> **What you need to do**
Reproduce the lines of the records starting at the line containing "Would you mind picking out the carpet" and ending at the line containing "<point>556,400</point>", swapping "carpet floor" for "area rug" and leaving everything else unchanged.
[Data provided start]
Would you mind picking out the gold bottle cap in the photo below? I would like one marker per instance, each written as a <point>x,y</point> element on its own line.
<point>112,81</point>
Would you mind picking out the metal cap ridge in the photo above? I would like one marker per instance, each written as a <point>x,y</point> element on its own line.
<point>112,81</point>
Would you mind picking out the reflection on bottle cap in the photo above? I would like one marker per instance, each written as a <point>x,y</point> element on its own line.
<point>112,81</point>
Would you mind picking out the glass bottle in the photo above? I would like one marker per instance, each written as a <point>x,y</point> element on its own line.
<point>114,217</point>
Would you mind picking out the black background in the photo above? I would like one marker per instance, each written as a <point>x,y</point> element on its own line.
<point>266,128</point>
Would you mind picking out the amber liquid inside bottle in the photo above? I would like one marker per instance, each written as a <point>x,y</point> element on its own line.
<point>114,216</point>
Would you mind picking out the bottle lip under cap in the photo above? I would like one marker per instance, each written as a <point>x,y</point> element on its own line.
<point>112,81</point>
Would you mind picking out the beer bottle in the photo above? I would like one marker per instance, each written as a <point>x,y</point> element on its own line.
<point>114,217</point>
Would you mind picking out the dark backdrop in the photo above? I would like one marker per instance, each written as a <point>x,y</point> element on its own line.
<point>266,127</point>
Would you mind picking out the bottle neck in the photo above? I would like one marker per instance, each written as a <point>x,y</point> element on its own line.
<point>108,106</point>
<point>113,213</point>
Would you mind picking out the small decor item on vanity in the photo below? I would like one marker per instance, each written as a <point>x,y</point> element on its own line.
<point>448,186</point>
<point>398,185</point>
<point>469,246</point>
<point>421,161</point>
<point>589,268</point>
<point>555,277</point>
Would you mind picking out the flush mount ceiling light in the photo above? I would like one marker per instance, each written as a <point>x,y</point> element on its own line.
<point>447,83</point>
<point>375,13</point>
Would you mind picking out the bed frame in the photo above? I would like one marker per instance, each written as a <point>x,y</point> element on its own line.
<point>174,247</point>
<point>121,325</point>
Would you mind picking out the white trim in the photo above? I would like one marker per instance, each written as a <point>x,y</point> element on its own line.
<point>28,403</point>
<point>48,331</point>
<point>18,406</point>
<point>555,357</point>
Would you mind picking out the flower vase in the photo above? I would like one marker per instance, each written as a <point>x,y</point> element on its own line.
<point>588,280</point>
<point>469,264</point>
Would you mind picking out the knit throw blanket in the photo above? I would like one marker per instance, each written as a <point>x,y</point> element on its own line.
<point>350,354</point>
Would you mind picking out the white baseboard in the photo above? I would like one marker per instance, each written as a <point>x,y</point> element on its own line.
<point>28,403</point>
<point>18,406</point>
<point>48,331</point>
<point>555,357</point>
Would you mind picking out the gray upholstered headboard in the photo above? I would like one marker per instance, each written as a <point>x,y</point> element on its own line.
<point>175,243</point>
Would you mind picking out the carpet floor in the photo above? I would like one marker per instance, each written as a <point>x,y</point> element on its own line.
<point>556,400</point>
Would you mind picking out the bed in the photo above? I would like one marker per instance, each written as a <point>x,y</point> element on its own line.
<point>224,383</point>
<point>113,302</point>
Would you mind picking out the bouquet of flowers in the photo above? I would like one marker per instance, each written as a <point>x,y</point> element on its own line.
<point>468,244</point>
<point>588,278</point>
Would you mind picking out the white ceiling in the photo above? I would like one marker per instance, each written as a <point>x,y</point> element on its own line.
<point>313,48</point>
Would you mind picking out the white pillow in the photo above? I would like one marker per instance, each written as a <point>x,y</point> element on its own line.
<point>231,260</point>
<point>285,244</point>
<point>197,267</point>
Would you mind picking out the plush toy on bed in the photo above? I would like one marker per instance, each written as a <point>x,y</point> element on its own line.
[Data provided end]
> **Answer to this problem**
Would you mind picking out the area rug in the photo above? I would like one marker per instance, each written as a <point>x,y</point> element on its own line.
<point>556,400</point>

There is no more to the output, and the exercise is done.